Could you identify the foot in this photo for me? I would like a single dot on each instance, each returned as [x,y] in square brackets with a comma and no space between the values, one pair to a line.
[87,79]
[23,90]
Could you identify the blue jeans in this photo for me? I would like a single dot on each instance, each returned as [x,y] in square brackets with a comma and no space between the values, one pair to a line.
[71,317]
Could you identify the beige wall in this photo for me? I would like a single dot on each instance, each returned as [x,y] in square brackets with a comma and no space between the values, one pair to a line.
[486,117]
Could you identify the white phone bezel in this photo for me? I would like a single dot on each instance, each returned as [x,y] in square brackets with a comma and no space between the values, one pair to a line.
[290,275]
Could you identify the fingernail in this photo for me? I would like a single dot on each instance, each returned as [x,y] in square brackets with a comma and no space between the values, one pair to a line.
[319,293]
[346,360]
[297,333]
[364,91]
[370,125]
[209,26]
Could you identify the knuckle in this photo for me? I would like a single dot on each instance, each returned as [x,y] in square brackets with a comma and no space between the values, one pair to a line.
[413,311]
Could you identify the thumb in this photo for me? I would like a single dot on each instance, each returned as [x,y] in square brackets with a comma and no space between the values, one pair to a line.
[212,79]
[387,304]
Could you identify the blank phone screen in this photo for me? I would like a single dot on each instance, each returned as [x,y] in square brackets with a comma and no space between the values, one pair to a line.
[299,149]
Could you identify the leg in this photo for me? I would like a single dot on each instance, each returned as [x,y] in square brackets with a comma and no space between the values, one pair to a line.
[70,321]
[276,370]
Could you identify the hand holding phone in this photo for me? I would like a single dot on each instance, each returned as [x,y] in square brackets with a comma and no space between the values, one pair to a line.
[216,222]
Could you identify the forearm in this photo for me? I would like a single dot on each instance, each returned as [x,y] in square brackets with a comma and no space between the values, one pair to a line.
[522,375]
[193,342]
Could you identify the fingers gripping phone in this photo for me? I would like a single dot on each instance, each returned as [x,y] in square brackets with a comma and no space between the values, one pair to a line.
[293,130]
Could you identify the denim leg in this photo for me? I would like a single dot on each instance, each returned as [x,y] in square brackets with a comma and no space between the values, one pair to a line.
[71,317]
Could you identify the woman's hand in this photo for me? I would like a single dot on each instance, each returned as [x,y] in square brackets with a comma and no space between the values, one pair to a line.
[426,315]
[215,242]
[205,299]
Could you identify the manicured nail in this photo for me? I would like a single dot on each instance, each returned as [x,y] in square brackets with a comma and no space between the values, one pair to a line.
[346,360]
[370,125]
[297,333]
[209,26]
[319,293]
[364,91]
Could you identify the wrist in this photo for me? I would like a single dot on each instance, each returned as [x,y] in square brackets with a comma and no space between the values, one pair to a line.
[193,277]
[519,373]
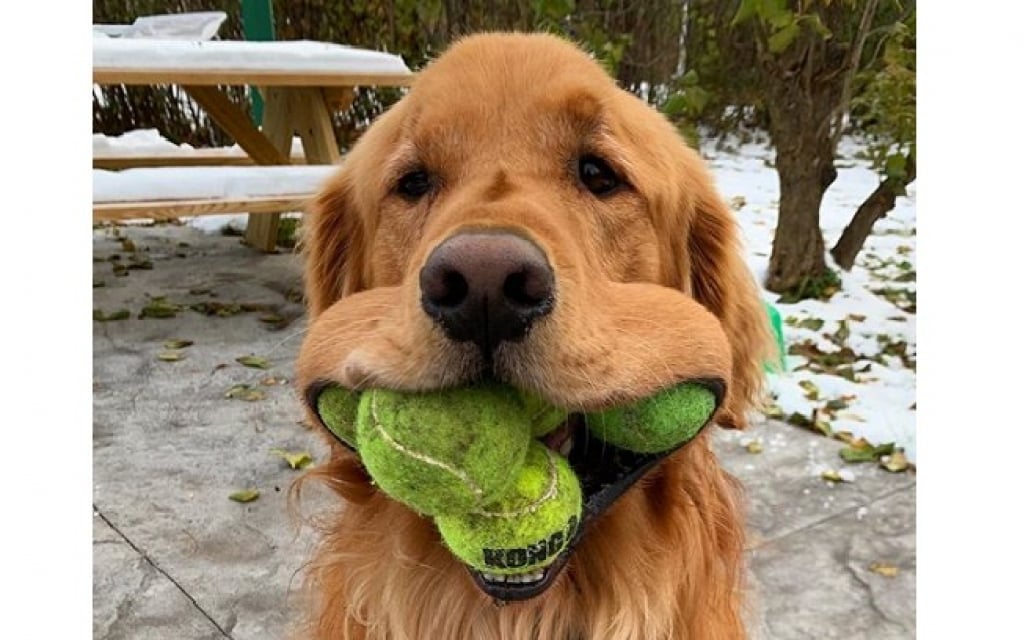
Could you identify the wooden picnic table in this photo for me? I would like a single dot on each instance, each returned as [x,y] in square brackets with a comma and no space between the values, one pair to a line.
[302,83]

**Stated problem:** Format the entries from the line containing "Could you identify the manicured" through the end of the entries, inclusive, as a two-column CSV with the headers entry_text and answer. Give one row per entry, put its text and its answer each in a single quoted field with line breaks replaced by spaces, and leave out the pictures.

**Task result:**
entry_text,answer
"Could you identify the manicured nail in this photo for me? I would like a single dot on each instance, each returned as [x,y] in square brackets with a comma and no space between the values, one pair to a line.","[346,360] [370,125] [297,333] [209,26] [319,293] [364,91]"
"Could you identify the wrist in this photo for me? I would like a single dot on each instance, each returned as [x,y] in square brackets with a comma and no space between the values, one pair to a line.","[193,277] [519,373]"
"Could you identify the wooden picnic table in this photo for me? I would like a single dot on each instance, each returned as [x,y] in square brackets with a comma and no space between the values, one pair to a line.","[302,83]"